● EXERCISES:
[1] In the guitar success article, what term is often used to describe the practice approach it recommends?
[2] Repeat the part of the guitar success article from "First, let’s define" up to and including "succeed on guitar?".

How To Easily Predict Your Success On Guitar

First, let’s define success on guitar. Success to me is practicing 5 to 7 days a week with a record of doing it for at least 254 days which I will explain below. The practice must be quality practice, not simply noodling or doing what you can already do. You should be working on challenging skills or at least, be refining your current skills to consider it real practice. The term ‘deliberate practice’ is often used to describe this approach. Even if you are not very good after 254 days don’t worry. Its only a matter of time.

What do you need to succeed on guitar?

● DATASET EXCERPT:
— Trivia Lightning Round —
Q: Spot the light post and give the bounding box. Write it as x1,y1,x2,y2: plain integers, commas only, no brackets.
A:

● OUTPUTS FOR THE TASKS:
[1] Deliberate practice.

[2]
First, let’s define success on guitar. Success to me is practicing 5 to 7 days a week with a record of doing it for at least 254 days which I will explain below. The practice must be quality practice, not simply noodling or doing what you can already do. You should be working on challenging skills or at least, be refining your current skills to consider it real practice. The term ‘deliberate practice’ is often used to describe this approach. Even if you are not very good after 254 days don’t worry. Its only a matter of time.

What do you need to succeed on guitar?